AUFGABENSTELLUNG
Stimmen die folgenden Aussagen mit dem Beitrag über Diskussionskultur und Wahrheit überein? Antworte zu jeder mit Ja oder Nein und zitiere die entscheidenden Worte wörtlich.
1. Im Beitrag heißt es, man nähere sich der Wahrheit meist erst in der Diskussion.
2. Im Beitrag wird jede Bewertung eines komplexen Gegenstandes als rein subjektiv dargestellt.
3. Laut Beitrag hat eine bestimmte Personengruppe die Wahrheit für sich gepachtet.

Natürlich verändert sich auch das, was als wissenschaftlich gilt, im Lauf der Jahrhunderte. Ganz sicher hat keine Person oder Personengruppe die Wahrheit für sich gepachtet. Meist nähert sich mensch ihr erst in der Diskussion. Aber eben deshalb ist sie so notwendig.

Ich denke Dä hat mit seiner Beschreibung des Ist-Zustandes völlig Recht. Viele Diskussion in der (radikalen) Linken werden unnötig scharf und polemisch geführt, eigene Standpunkte zu selten überprüft.

Für falsch halte ich es aber, jede Bewertung eines komplexen Gegenstandes als rein subjektiv hinzustellen. Denn damit wird alles irgendwie wahr. Auch jene Ideologien, die den Status Quo aufrecht erhalten oder verschlechtern sollen. Ich denke, wir brauchen einerseits eine vernünftige Diskussionskultur, andererseits aber auch einen entschlossenen Kampf gegen diese Ideologien. Und der darf nicht nur theoretisch sein. Denn irgendwo da draußen ist eben nicht nur „die“ Wahrheit, sondern vor allem eine materielle Realität. Und die muss verändert werden.

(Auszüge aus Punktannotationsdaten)
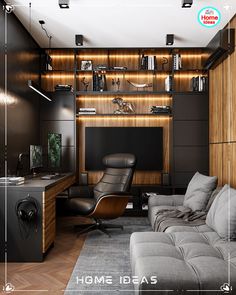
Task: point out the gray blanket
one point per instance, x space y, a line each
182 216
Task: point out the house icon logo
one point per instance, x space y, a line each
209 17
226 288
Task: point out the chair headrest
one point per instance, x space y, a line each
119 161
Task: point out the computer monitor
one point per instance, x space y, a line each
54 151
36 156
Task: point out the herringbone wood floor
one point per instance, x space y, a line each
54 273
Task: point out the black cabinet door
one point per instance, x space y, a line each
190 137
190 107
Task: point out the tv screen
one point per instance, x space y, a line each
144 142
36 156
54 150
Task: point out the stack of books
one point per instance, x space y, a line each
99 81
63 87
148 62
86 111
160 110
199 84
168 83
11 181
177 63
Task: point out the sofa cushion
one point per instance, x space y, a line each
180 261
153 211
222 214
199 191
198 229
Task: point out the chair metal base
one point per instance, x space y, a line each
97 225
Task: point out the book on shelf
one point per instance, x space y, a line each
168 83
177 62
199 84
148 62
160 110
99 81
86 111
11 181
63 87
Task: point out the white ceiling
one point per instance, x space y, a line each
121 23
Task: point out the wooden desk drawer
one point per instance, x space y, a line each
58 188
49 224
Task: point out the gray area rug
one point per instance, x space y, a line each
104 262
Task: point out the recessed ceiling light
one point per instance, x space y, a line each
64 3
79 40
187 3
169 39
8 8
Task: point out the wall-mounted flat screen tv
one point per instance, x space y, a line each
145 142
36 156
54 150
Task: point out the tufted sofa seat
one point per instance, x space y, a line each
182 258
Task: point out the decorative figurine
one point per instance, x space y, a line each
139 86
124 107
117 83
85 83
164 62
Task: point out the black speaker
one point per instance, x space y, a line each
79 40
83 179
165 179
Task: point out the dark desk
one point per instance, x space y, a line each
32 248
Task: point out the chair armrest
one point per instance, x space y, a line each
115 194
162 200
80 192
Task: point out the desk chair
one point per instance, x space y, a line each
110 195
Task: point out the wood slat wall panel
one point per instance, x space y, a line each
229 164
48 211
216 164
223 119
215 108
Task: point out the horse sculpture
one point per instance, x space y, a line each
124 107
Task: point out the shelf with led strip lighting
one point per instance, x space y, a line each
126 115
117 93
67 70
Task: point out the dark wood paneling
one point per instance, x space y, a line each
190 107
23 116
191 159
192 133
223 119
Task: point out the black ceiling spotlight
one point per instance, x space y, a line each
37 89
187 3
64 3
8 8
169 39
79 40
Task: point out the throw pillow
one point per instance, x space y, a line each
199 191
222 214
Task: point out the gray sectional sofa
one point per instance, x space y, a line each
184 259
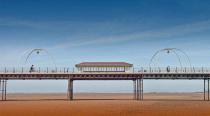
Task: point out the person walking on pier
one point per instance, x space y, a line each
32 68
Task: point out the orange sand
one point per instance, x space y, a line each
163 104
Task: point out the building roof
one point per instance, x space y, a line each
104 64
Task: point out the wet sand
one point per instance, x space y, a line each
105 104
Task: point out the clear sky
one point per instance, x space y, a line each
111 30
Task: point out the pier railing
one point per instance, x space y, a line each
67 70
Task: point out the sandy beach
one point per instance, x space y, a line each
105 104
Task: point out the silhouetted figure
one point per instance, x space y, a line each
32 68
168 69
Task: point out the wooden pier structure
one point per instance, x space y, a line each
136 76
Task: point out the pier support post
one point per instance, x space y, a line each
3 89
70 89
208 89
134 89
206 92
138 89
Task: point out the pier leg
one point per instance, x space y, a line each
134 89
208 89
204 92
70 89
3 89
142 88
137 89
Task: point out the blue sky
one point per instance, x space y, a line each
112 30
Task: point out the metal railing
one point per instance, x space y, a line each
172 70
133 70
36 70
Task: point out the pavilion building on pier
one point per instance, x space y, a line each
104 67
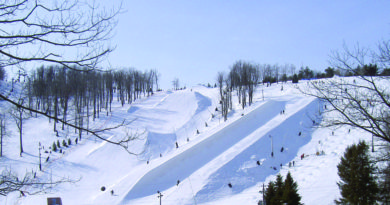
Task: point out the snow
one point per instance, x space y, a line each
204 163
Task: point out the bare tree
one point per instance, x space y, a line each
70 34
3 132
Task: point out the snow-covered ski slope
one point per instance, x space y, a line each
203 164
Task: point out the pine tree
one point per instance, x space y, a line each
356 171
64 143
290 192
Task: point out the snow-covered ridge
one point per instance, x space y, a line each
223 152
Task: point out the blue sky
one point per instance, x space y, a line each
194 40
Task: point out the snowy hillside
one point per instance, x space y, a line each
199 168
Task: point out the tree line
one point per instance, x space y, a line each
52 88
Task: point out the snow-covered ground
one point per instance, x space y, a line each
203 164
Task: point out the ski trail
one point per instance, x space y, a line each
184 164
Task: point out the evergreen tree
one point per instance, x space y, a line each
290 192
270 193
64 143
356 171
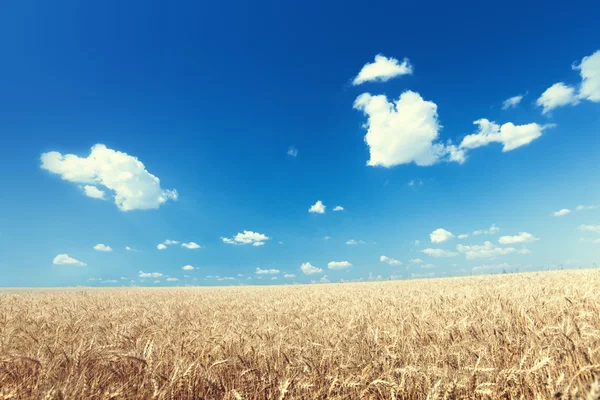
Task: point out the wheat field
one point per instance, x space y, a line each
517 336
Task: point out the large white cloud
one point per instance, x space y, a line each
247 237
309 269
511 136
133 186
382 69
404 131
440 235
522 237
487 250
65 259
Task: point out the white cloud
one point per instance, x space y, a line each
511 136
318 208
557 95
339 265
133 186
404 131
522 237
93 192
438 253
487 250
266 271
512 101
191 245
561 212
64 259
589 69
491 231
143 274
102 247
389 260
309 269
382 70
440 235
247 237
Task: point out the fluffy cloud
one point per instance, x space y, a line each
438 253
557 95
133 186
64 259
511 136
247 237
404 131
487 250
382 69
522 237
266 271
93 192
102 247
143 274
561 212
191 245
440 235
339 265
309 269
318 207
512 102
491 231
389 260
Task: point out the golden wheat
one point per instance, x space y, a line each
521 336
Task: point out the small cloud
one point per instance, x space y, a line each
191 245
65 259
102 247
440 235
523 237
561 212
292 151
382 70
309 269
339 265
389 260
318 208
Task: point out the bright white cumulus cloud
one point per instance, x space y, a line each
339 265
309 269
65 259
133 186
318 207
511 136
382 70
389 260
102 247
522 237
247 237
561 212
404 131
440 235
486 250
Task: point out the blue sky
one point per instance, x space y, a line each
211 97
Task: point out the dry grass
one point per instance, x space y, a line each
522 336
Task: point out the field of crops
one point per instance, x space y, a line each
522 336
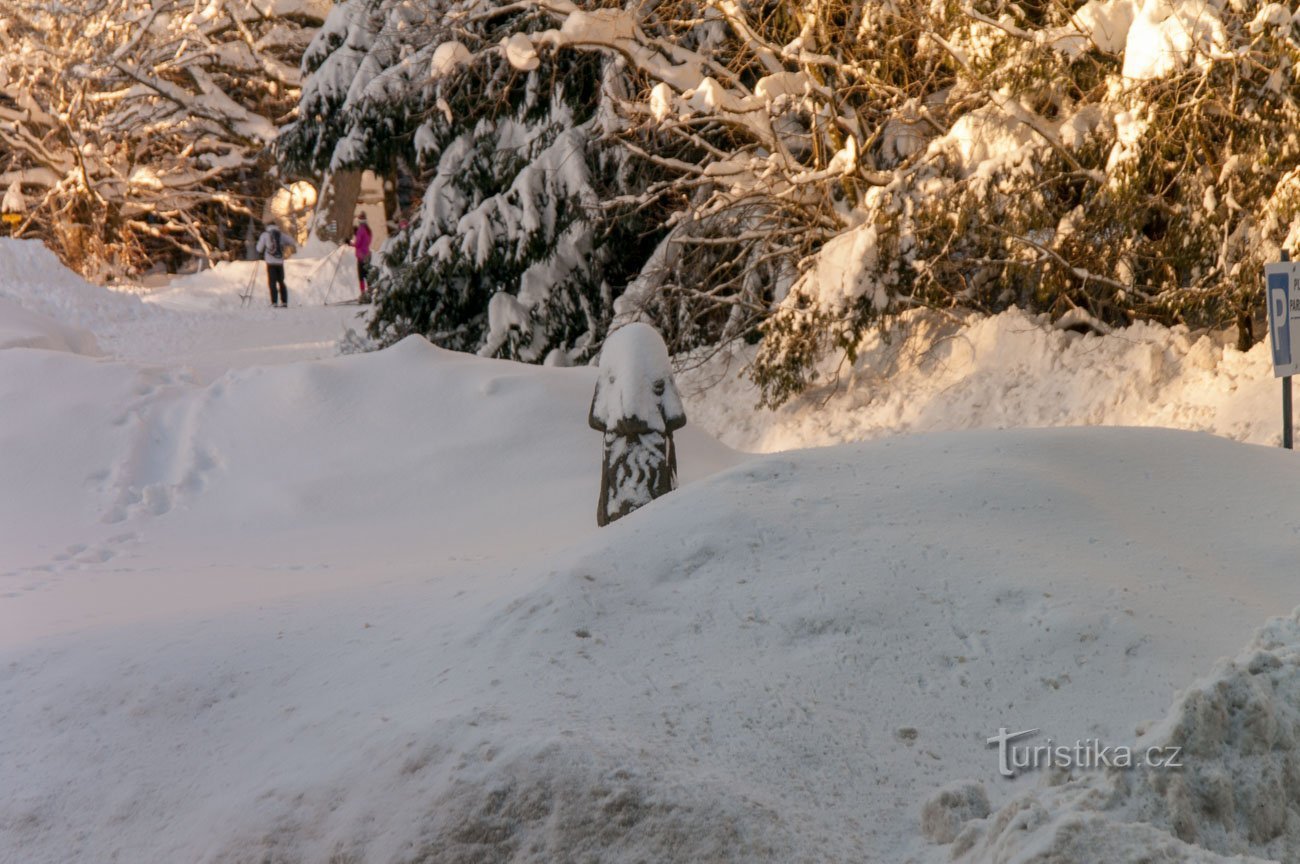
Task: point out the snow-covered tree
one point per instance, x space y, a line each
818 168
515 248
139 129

--

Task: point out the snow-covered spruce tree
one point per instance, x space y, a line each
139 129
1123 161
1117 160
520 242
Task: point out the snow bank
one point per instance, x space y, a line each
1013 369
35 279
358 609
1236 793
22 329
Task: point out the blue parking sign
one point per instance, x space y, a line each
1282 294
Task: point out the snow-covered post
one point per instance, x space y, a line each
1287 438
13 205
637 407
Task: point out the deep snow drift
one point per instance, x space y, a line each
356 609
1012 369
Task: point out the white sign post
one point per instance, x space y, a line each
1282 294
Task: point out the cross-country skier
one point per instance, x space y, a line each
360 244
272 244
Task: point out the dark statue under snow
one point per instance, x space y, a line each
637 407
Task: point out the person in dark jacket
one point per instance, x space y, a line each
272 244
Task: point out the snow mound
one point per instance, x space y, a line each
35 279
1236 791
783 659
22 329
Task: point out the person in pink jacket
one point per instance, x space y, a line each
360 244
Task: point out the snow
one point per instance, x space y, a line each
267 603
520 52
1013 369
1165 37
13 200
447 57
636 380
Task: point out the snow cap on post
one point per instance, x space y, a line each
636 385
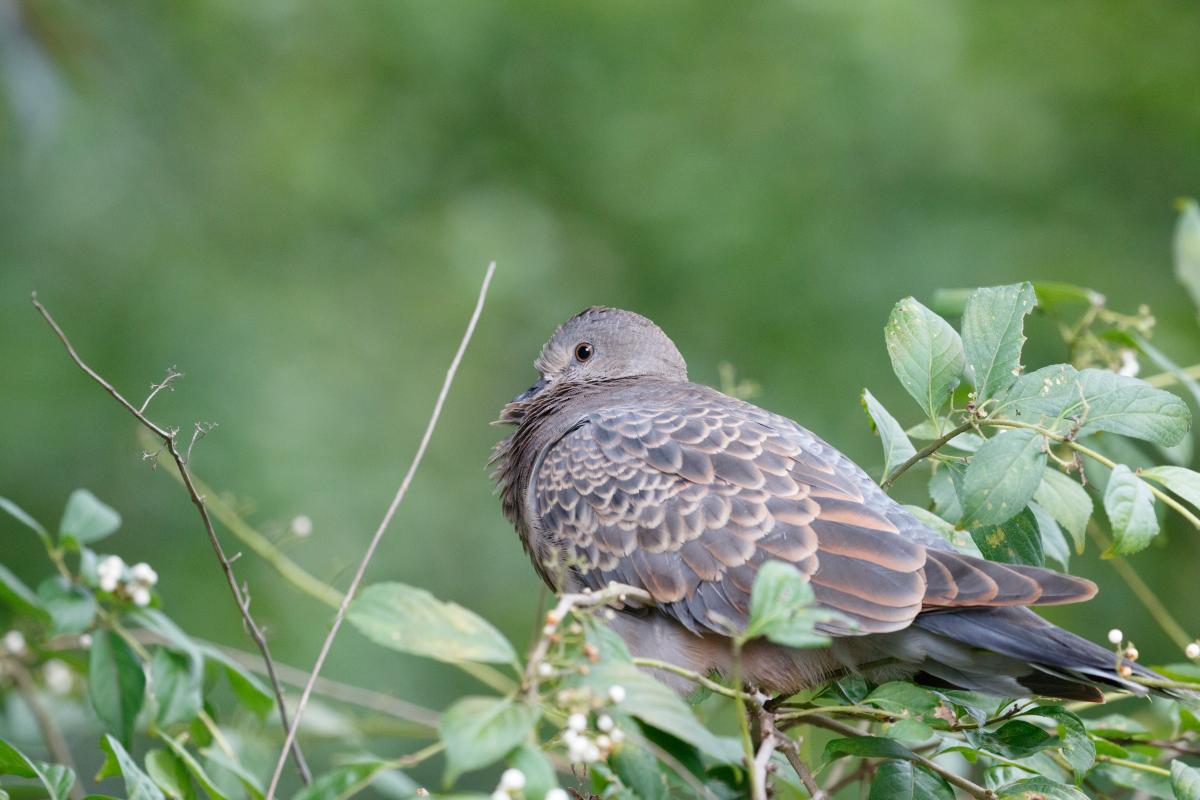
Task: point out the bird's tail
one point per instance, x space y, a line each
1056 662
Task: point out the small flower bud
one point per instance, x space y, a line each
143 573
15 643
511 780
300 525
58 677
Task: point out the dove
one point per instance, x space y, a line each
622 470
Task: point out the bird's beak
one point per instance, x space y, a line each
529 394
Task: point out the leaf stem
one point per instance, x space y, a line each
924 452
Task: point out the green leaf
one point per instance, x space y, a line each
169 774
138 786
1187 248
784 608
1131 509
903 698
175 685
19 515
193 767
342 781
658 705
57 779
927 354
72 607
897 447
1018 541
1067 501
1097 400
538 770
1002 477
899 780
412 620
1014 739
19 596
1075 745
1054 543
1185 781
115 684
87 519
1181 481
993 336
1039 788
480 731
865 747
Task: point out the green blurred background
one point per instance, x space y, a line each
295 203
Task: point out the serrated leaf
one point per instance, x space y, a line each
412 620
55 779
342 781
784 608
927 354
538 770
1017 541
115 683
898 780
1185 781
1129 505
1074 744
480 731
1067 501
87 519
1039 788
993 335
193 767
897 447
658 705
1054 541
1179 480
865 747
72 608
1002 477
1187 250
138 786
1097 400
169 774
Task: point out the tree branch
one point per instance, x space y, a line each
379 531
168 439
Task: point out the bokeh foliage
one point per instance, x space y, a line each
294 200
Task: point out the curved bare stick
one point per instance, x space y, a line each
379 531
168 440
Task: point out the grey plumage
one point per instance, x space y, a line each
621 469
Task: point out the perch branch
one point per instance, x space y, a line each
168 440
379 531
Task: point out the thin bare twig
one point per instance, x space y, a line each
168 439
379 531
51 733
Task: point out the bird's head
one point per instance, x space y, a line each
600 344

ERLEDIGTE AUFGABE
1. Ja: „Meist nähert sich mensch ihr erst in der Diskussion.“
2. Nein: „Für falsch halte ich es aber, jede Bewertung eines komplexen Gegenstandes als rein subjektiv hinzustellen.“
3. Nein: „Ganz sicher hat keine Person oder Personengruppe die Wahrheit für sich gepachtet.“